-- Daftar Tugas --
(A) Salin persis bagian dari teks tentang harga jagung pakan: mulai pada kata-kata "Di sisi lain, Kementerian" dan berhenti setelah "beberapa waktu lalu.".
(B) Tuliskan setiap tingkat kadar air jagung beserta harga beli dari petani untuk masing-masing tingkat, sesuai yang tercantum dalam teks tentang harga jagung pakan.

Kurangnya pasokan jagung pakan ini, membuat peternak layer yang memproduksi pakan secara mandiri harus berebut jagung dengan pabrik pakan. Alhasil, harga jagung maupun pakan melambung tinggi. Peternak kecil pun makin tersisihkan.
Ketua Perhimpunan Insan Perunggasan Rakyat Indonesia (Pinsar) Parjuni mengaku usaha ternak yang dilakoninya tercekik kenaikan harga pakan. Harga jagung melambung sebesar Rp5.200 per kilogram (kg), jauh melebihi Peraturan Menteri Perdagangan Nomor 58 tahun 2018 tentang Penetapan Harga Acuan Pembelian di Petani dan Harga Acuan Penjualan di Konsumen.
Dalam aturan itu, pemerintah menetapkan harga jagung kadar air 15 persen dibeli dari petani seharga Rp3.150 per kilogram (kg) dan dijual kepada konsumen seharga Rp4.000 per kg. Kemudian jagung kadar air 20 persen dibeli seharga Rp3.050 per kg, jagung kadar air 25 persen dibeli seharga Rp2.850 per kg, jagung kadar air 30 persen dibeli seharga Rp2.750 per kg, dan jagung kadar air 35 persen dibeli seharga Rp2.500 per kg.
Jika dibandingkan dengan harga acuan, maka kenaikan jagung pakan di konsumen sudah mencapai Rp1.200 per kg. Padahal, komposisi jagung pada pakan ternak mencapai 50 persen. Kondisi ini tentunya sangat merugikan peternak kecil.
Di sisi lain, Kementerian Pertanian bersikeras ada surplus produksi jagung sebesar 14,85 ton sepanjang tahun 2018. Sebab, produksi jagung mencapai 30,43 juta ton, sedangkan prediksi angka konsumsi jagung hanya 15,58 juta ton.
Menanggapi hal itu, Parjuni mempertanyakan klaim surplus jagung oleh Kementan.
"Kalau kita bicara surplus, otomatis harganya turun. Ini lucu, surplus, tapi harganya tinggi. Jadi, data di lapangan dengan di pemerintah kok beda," tutur Parjuni beberapa waktu lalu.
Menimbang banyaknya keluhan peternak, pemerintah akhirnya membuka keran impor jagung pakan pada November 2018. Putusan impor ini ditetapkan lewat rapat koordinasi menteri bidang perekonomian di bawah komando Menteri Koordinator Bidang Perekonomian Darmin Nasution. Pemerintah menyebut kebijakan tersebut ditempuh untuk menekan harga jagung yang melesat di pasar.
Namun demikian, impor jagung 100 ribu ton pada November 2018 belum ampuh menurunkan harga. Peternak masih mengeluhkan kurangnya pasokan jagung. Di sisi lain, harganya masih melambung tinggi.
 Foto: CNNIndonesia/Asfahan Yahsyi |
Pemerintah kemudian kembali menambah impor jagung sebanyak 30 ribu ton pada awal tahun 2019. Tak berhenti di situ, izin impor jagung pakan sebanyak 150 ribu ton diberikan kepada Perum Bulog pada akhir Januari 2019. Jauh panggang dari api, gema swasembada jagung yang gencar dicetuskan pada awal pemerintahan Jokowi kian memudar.

-- Cuplikan Data --
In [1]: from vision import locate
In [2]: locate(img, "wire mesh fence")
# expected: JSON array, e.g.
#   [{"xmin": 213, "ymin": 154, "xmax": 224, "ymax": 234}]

-- Jawaban Lengkap --
(A)
Di sisi lain, Kementerian Pertanian bersikeras ada surplus produksi jagung sebesar 14,85 ton sepanjang tahun 2018. Sebab, produksi jagung mencapai 30,43 juta ton, sedangkan prediksi angka konsumsi jagung hanya 15,58 juta ton.
Menanggapi hal itu, Parjuni mempertanyakan klaim surplus jagung oleh Kementan.
"Kalau kita bicara surplus, otomatis harganya turun. Ini lucu, surplus, tapi harganya tinggi. Jadi, data di lapangan dengan di pemerintah kok beda," tutur Parjuni beberapa waktu lalu.

(B)
- Kadar air 15 persen: Rp3.150 per kg
- Kadar air 20 persen: Rp3.050 per kg
- Kadar air 25 persen: Rp2.850 per kg
- Kadar air 30 persen: Rp2.750 per kg
- Kadar air 35 persen: Rp2.500 per kg